Directions for this task — Turn the entries below into a two-column CSV with the headers "prompt" and "answer", one row per entry, putting each entry's text and its answer in its own quoted field with line breaks replaced by spaces. Leave the pictures out.

##############################

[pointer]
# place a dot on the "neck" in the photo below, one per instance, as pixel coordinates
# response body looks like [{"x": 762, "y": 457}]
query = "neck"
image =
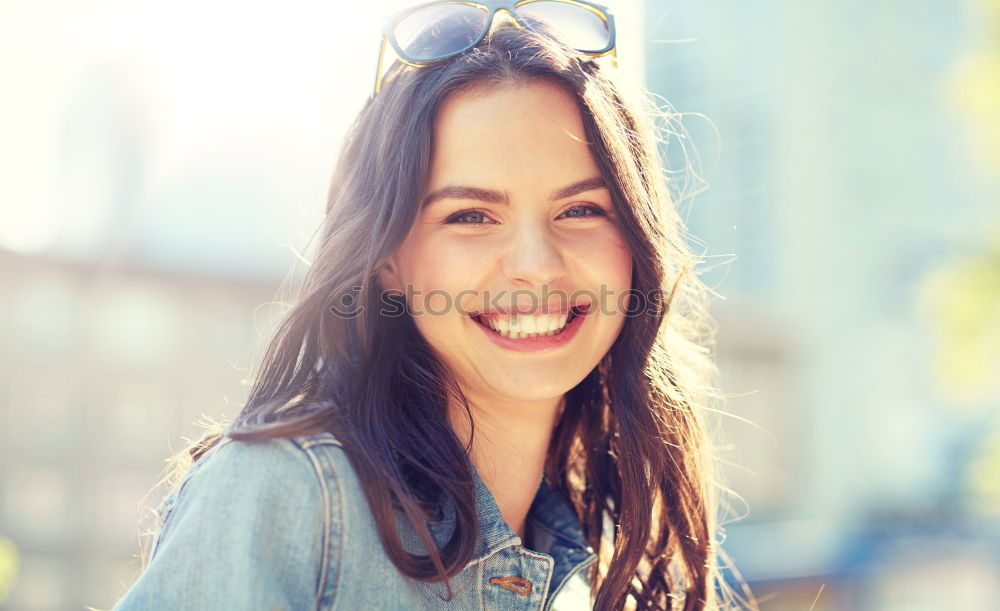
[{"x": 509, "y": 449}]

##############################

Complete answer —
prompt,answer
"[pointer] # place a dot on the ""neck"" in the photo below, one per instance, as pixel coordinates # response body looks like [{""x"": 762, ""y"": 457}] query = ""neck"" image =","[{""x"": 509, ""y"": 449}]"